[Object point labels]
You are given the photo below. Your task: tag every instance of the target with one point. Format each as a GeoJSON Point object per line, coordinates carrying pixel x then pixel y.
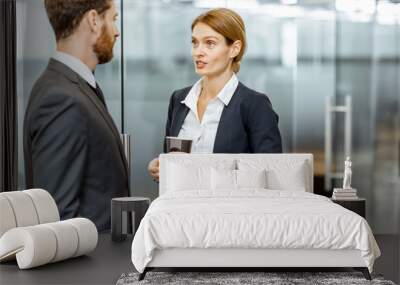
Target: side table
{"type": "Point", "coordinates": [357, 205]}
{"type": "Point", "coordinates": [126, 214]}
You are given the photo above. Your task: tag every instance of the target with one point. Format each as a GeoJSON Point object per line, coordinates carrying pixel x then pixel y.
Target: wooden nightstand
{"type": "Point", "coordinates": [357, 205]}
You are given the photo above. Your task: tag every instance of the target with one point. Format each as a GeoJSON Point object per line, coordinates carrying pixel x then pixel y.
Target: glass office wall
{"type": "Point", "coordinates": [289, 57]}
{"type": "Point", "coordinates": [35, 45]}
{"type": "Point", "coordinates": [297, 54]}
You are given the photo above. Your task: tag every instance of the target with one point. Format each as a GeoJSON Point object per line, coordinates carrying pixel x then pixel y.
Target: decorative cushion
{"type": "Point", "coordinates": [40, 244]}
{"type": "Point", "coordinates": [185, 174]}
{"type": "Point", "coordinates": [26, 208]}
{"type": "Point", "coordinates": [251, 178]}
{"type": "Point", "coordinates": [34, 244]}
{"type": "Point", "coordinates": [281, 174]}
{"type": "Point", "coordinates": [7, 220]}
{"type": "Point", "coordinates": [236, 179]}
{"type": "Point", "coordinates": [45, 205]}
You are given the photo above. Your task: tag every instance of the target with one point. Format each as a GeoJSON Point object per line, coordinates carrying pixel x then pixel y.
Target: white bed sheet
{"type": "Point", "coordinates": [252, 218]}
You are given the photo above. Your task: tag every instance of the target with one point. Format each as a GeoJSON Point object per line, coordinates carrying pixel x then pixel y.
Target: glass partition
{"type": "Point", "coordinates": [289, 57]}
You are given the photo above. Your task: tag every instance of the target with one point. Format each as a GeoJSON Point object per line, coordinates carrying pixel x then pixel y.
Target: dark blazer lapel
{"type": "Point", "coordinates": [178, 120]}
{"type": "Point", "coordinates": [83, 85]}
{"type": "Point", "coordinates": [222, 138]}
{"type": "Point", "coordinates": [106, 116]}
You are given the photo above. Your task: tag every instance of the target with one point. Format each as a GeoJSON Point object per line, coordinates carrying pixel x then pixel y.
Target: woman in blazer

**What to produce**
Without the pictures, extract every entry verbatim.

**Final result**
You are given the photo below. Your task: tag every instance of the target with one point. Format each as a GeoJSON Point object per line, coordinates carrying pixel x then pixel y.
Target: side table
{"type": "Point", "coordinates": [357, 205]}
{"type": "Point", "coordinates": [126, 214]}
You are given the photo above. Your task: tag every instance of the target with one point. Format each as a GeoJSON Point object per line, coordinates carrying pixel x then pixel y.
Target: wooden nightstand
{"type": "Point", "coordinates": [357, 205]}
You are given the photo above. Your task: tag every instance of the target with one point. Format each as a GeoJSON Point object per line, coordinates carrying pixel x then pixel y.
Target: glass office wall
{"type": "Point", "coordinates": [289, 57]}
{"type": "Point", "coordinates": [35, 45]}
{"type": "Point", "coordinates": [297, 54]}
You are given the photo above. Your task: tag every instance of the target with one point. Format each as a GeoJSON Point object per line, coordinates carrying pixel x then pixel y.
Target: decorative cushion
{"type": "Point", "coordinates": [40, 244]}
{"type": "Point", "coordinates": [185, 174]}
{"type": "Point", "coordinates": [26, 208]}
{"type": "Point", "coordinates": [251, 178]}
{"type": "Point", "coordinates": [34, 244]}
{"type": "Point", "coordinates": [281, 174]}
{"type": "Point", "coordinates": [7, 220]}
{"type": "Point", "coordinates": [236, 179]}
{"type": "Point", "coordinates": [45, 205]}
You are given the photo above. Your task: tag every instance of the target with one point. Format each as a GeoJSON Point object per line, coordinates carrying pixel x then pixel y.
Target: white bed sheet
{"type": "Point", "coordinates": [252, 218]}
You are given the photo above. Your task: tag every instance of the target with one point. Format each as a GeoJSON Point object per line, coordinates carrying pixel x then pixel y.
Target: glass partition
{"type": "Point", "coordinates": [289, 57]}
You are given the photo above. Your task: tag every instance of the target with one point. Format each as a GeoJSON Point object per line, coordinates carrying pixel x then pixel y.
Target: dark blazer lapel
{"type": "Point", "coordinates": [178, 120]}
{"type": "Point", "coordinates": [83, 85]}
{"type": "Point", "coordinates": [222, 138]}
{"type": "Point", "coordinates": [106, 116]}
You are given the photo above. Your task: tag every instance of the target with one point. Format each as a GeoJSON Point object per line, coordinates carrying pixel x then pixel y.
Target: woman in blazer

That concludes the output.